───── DATA

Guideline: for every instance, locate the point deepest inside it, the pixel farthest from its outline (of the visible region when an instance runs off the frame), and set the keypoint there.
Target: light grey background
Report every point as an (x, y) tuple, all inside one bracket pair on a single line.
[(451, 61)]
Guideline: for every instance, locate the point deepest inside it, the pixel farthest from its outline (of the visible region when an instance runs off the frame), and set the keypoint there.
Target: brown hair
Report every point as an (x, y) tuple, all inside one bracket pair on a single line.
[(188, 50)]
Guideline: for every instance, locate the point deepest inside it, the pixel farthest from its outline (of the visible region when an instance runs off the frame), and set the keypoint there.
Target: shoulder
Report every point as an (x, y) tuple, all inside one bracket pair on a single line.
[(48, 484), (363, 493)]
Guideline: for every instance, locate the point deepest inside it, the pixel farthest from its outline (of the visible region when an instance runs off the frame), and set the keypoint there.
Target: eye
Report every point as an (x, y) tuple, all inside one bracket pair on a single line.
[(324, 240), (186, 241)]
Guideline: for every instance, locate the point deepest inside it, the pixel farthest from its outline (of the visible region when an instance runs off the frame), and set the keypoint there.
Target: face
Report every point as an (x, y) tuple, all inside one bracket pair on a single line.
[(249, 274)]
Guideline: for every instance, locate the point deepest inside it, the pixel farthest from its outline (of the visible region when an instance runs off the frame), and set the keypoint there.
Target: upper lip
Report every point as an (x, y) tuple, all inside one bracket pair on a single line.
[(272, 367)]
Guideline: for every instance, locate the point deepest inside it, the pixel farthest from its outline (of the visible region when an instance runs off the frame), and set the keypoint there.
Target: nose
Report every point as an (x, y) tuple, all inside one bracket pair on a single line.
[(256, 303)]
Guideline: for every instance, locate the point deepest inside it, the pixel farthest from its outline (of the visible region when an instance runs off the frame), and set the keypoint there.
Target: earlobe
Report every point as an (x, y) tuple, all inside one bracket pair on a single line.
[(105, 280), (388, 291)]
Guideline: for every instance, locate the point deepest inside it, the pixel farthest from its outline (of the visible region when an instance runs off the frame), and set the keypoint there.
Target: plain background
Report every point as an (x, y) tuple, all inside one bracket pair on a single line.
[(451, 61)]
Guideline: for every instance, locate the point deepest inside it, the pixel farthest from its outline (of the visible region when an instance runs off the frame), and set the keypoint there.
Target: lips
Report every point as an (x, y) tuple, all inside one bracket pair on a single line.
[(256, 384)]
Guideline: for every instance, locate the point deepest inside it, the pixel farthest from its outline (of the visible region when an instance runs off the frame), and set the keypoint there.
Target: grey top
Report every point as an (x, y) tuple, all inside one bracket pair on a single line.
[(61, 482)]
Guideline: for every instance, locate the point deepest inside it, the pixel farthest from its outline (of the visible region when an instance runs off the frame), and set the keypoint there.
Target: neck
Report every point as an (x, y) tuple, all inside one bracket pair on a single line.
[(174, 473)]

──────────

● WHAT IS EXPECTED
Edit all of the items above so that "keypoint" is replaced with "marker" wherever it occurs, and keep every other word unchanged.

● RESULT OF THE EXERCISE
Guideline: for every instance, locate the point deepest inside it, the pixel farthest from its outline (of the visible region when an instance runs off the frame), and set the marker there.
Target: light grey background
Report every point as an (x, y) tuple, all inside one bracket pair on a single line.
[(451, 61)]
Guideline: for every instance, locate the point deepest inside it, the pixel farthest from its outline (of the visible region when an instance runs off the frame), and set the marker there.
Target: brown hair
Report every point as an (x, y) tuple, all inside one bracket pair on a single line.
[(188, 50)]
Guideline: for every instance, locate the point deepest inside it, the pixel farthest from its outline (of the visible region when an instance runs off the frame), and set the marker there.
Target: shoulder
Report every point as an (x, y) tuple, all inside one bracket pair on a single line.
[(48, 484), (363, 493)]
Guideline: for every instance, locate the point deepest inside it, the pixel farthest from its outline (of the visible region when an instance runs off the frame), and set the marker there.
Target: eye
Report every point as an (x, y) tuple, all inside one bracket pair on a single line.
[(324, 240), (186, 241)]
Guideline: for every instance, locate the point deepest inside it, the pixel farthest from its outline (of the visible region when an instance runs off the frame), and set the marker there.
Target: face
Report every point as an (x, y) tuple, all inside one bracket pair on a single line.
[(249, 274)]
Guideline: for every instance, locate the point deepest inside it, the pixel farthest from its outline (of the visible region when an instance runs off the frame), and set the marker there.
Target: upper lip
Report every point as an (x, y) tuple, all inside one bracket pair on a single line.
[(272, 367)]
Guideline: for every instance, locate the point deepest inside it, the pixel farthest from its outline (of the visible region when an instance runs off the frame), and set the marker there.
Target: nose
Report every point as an (x, y) tuple, all inside one bracket pair on a single line.
[(256, 303)]
Guideline: for every instance, locate the point deepest inside it, the pixel farthest from its outline (of the visible region when an instance runs off the frame), and set the marker there.
Target: earlobe
Report every point as an (x, y) tuple, all inside one bracket pair on a single line.
[(105, 280), (388, 291)]
Guideline: for every instance, locate the point deepest inside it, the pixel farthest from its outline (of the visible region when an instance runs off the frame), and set the marker there.
Target: plain background
Report every point as an (x, y) tuple, all inside one bracket pair on a single line.
[(451, 61)]
Guideline: for every instance, locate the point deepest inside it, the pixel farthest from its outline (of the visible region when an instance runs off the frame), and set the marker there.
Target: lips
Report every point as an (x, y) tuple, all inside one bracket pair on a single line.
[(256, 384)]
Guideline: for every instance, locate the point deepest inside it, the pixel farthest from its outline (of the visible region when an instance runs off the frame), and set the marker there.
Target: grey top
Report every point as an (x, y) tuple, all inside one bracket pair on a single line.
[(61, 482)]
Guideline: for every instance, locate the point deepest inside it, the pixel farthest from its outline (of the visible region when an instance runs off the frame), and set the marker there.
Target: neck
Report every point as an (x, y) tuple, all inside one bracket pair on a single line.
[(174, 473)]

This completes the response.